** BEGIN Records provided **

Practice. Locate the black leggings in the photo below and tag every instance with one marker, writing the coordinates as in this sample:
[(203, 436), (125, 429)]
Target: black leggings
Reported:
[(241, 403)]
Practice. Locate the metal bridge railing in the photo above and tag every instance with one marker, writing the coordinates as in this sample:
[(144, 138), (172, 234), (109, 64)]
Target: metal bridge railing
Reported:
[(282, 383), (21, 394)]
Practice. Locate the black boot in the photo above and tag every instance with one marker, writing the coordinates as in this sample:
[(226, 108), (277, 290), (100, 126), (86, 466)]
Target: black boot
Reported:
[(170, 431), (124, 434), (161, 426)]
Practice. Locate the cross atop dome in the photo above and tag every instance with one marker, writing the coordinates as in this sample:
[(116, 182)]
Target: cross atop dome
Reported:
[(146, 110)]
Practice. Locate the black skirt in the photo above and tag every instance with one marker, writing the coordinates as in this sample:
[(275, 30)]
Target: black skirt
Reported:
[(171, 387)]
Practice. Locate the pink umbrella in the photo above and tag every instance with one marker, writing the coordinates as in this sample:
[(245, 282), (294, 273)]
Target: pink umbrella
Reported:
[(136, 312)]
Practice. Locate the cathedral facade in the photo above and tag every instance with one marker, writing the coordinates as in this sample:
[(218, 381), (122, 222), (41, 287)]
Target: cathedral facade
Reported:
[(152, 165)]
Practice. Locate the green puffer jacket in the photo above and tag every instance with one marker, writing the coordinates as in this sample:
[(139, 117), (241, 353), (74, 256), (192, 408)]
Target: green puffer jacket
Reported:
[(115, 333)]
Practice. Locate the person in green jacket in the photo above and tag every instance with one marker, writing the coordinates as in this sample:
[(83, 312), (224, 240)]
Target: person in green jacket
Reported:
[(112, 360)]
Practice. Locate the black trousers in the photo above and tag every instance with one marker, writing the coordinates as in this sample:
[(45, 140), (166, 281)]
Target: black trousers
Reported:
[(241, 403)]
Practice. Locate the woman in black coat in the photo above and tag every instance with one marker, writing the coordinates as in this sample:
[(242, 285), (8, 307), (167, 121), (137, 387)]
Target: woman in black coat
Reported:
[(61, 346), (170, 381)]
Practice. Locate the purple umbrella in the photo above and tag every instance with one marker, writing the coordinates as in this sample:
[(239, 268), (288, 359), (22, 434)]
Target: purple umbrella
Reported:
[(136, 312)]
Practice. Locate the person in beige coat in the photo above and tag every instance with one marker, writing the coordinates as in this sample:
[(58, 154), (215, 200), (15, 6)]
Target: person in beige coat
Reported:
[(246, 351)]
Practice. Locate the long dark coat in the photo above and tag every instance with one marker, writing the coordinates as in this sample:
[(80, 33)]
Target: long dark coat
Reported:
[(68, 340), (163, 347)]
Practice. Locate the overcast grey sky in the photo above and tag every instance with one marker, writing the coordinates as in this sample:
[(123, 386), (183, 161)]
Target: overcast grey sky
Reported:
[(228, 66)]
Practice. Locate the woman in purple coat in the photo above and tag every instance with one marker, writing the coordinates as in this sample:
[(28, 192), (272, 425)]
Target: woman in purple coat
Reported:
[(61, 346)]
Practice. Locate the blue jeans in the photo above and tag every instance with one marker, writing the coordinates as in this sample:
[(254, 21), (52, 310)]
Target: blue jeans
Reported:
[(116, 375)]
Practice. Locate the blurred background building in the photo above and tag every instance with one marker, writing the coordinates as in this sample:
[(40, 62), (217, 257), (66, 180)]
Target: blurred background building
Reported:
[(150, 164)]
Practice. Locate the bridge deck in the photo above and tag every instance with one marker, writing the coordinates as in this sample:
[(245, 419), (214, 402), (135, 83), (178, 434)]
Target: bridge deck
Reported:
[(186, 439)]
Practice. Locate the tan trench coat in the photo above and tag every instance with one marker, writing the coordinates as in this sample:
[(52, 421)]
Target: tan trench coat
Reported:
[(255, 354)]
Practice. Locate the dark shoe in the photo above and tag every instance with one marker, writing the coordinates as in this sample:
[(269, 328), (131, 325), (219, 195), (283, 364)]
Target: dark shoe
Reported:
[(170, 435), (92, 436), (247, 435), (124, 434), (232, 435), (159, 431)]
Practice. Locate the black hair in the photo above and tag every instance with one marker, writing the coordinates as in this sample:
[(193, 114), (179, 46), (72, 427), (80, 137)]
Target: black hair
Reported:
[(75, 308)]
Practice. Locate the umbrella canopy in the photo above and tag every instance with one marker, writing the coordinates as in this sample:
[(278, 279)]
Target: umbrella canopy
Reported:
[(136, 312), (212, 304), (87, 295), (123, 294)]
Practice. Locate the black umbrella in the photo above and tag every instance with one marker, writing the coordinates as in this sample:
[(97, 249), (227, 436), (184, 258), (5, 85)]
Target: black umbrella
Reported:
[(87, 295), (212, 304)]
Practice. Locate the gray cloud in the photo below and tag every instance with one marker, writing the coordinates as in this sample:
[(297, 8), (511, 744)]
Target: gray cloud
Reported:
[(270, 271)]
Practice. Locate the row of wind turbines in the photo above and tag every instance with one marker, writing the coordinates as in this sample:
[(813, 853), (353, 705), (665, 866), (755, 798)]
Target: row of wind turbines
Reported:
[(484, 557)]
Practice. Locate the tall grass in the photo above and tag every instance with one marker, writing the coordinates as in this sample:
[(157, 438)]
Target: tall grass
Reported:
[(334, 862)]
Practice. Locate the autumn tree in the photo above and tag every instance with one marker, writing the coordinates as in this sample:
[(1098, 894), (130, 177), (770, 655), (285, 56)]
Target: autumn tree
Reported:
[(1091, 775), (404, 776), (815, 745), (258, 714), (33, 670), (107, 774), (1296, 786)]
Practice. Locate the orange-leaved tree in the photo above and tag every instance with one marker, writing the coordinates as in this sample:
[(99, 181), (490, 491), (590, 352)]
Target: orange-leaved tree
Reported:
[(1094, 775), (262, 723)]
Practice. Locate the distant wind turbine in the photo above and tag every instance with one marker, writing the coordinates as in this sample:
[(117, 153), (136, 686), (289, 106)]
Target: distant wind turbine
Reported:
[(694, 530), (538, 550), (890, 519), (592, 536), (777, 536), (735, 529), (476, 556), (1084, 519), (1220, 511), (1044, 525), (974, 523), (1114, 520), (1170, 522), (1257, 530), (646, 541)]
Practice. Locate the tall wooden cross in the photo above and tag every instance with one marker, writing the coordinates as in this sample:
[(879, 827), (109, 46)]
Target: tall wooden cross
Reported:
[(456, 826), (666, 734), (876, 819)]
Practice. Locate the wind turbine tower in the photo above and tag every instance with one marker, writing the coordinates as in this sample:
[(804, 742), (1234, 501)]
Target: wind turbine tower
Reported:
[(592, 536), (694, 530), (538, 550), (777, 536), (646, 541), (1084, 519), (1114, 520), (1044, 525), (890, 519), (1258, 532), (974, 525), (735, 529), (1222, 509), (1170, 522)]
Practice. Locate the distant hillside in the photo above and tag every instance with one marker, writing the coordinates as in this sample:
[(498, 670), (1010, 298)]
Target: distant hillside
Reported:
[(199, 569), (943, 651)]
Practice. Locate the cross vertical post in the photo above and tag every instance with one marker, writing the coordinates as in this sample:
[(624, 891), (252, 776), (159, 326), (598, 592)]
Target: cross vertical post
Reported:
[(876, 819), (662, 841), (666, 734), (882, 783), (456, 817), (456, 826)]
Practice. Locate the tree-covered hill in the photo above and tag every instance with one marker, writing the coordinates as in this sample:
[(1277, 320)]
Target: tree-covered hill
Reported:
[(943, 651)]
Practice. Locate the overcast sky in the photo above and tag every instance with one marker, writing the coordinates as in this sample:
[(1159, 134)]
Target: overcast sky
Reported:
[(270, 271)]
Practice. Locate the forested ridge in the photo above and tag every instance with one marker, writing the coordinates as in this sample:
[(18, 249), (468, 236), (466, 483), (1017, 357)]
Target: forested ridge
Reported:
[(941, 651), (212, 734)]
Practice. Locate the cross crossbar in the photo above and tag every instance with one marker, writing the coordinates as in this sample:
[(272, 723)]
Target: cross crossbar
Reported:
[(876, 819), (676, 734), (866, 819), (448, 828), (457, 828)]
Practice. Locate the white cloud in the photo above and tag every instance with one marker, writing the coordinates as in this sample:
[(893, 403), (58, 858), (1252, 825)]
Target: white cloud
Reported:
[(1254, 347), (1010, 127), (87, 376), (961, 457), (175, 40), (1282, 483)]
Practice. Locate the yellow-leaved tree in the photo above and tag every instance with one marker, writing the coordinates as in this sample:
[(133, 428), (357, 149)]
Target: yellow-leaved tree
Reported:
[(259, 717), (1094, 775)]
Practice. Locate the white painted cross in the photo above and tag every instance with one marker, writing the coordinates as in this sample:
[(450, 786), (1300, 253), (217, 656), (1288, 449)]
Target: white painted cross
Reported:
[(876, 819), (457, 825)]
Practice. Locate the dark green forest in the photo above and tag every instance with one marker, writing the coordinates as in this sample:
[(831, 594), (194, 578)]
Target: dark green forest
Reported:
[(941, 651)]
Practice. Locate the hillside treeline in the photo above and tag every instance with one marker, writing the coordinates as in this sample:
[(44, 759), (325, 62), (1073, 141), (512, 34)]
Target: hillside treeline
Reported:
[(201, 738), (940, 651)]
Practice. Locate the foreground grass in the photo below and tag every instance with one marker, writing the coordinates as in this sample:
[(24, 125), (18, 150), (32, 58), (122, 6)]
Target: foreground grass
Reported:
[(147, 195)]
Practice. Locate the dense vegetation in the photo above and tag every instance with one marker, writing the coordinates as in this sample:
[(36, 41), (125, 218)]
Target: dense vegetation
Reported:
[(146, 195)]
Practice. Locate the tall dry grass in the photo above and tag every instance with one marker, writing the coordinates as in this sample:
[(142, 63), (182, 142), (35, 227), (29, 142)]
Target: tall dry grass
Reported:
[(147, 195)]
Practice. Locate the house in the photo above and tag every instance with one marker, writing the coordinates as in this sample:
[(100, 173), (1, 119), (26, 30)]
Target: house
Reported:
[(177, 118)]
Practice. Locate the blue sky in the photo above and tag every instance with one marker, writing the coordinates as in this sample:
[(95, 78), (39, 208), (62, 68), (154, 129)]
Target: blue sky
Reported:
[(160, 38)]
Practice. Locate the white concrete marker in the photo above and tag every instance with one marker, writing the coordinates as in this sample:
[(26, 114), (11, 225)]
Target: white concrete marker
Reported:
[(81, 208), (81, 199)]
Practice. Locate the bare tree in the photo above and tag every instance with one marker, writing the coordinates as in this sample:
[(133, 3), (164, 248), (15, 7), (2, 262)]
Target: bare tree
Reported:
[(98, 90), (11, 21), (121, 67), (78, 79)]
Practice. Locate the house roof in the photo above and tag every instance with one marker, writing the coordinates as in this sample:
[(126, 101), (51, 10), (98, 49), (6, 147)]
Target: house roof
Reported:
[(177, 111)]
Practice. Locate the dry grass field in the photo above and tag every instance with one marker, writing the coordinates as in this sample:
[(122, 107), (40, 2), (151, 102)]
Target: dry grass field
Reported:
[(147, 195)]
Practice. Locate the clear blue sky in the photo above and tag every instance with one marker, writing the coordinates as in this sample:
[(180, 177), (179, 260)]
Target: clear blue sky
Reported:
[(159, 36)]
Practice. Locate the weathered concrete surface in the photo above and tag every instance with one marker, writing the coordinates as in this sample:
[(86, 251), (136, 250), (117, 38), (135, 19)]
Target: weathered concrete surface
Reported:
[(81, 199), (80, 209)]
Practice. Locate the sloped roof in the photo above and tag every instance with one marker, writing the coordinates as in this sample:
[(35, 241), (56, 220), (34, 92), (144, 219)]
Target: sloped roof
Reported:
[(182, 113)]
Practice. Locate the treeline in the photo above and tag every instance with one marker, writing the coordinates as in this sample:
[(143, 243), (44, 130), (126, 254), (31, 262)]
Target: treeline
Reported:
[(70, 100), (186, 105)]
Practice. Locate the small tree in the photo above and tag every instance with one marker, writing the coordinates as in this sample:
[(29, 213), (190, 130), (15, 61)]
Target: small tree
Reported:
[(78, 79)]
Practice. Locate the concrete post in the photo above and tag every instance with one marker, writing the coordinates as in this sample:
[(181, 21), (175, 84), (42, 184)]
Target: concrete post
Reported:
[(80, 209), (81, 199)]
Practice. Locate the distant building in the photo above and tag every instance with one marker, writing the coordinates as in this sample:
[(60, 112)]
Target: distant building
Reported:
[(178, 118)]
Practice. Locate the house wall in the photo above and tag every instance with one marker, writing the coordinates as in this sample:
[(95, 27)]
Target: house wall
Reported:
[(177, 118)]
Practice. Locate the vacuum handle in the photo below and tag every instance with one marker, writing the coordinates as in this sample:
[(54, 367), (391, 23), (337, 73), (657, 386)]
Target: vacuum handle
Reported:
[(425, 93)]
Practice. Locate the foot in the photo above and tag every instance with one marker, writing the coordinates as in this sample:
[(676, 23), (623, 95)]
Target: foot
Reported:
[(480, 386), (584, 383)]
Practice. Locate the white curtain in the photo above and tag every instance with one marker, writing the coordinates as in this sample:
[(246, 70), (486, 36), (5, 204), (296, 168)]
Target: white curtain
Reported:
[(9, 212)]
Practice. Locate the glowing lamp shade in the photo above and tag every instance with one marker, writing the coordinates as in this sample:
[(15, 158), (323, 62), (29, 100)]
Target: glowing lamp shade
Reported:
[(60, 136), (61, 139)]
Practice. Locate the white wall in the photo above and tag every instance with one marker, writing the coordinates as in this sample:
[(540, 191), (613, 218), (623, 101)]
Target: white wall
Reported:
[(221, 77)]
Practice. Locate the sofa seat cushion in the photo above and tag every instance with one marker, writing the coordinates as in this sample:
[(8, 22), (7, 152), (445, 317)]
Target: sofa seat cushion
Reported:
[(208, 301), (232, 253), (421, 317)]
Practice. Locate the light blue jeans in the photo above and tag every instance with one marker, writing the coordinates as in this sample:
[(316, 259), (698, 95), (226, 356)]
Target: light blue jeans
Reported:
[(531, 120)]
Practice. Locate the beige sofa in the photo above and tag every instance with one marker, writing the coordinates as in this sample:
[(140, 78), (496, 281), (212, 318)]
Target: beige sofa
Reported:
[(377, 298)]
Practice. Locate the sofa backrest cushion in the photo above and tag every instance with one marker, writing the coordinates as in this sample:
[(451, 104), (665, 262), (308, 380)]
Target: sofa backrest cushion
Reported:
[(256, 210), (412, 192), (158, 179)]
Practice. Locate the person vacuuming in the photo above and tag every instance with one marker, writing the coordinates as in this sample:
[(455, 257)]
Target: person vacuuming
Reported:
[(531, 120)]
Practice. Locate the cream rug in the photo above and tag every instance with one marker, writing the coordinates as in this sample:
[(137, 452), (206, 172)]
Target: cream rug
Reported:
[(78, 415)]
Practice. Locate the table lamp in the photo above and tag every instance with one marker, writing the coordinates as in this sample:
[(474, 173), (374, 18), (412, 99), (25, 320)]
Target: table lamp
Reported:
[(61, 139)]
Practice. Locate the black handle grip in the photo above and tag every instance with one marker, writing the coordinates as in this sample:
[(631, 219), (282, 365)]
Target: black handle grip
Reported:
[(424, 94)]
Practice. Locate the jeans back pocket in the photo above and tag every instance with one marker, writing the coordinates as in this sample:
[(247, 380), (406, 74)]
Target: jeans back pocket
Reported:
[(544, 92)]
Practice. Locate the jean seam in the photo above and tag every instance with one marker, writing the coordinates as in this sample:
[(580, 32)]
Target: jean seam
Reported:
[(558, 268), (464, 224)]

** END Records provided **

» Aim
Can you arrange the stretch of data above, from the line containing "Practice. Locate the white concrete" through the line containing "[(81, 208), (81, 199)]", as a Markdown table with a "Row" column for each line's number and a "Line" column for the line itself, leaving out blank lines?

» Worked solution
| Row | Line |
|---|---|
| 1 | Practice. Locate the white concrete marker in the photo above and tag every instance with one marker, writing the coordinates as in this sample: |
| 2 | [(26, 114), (11, 225)] |
| 3 | Target: white concrete marker |
| 4 | Reported: |
| 5 | [(81, 208), (81, 199)] |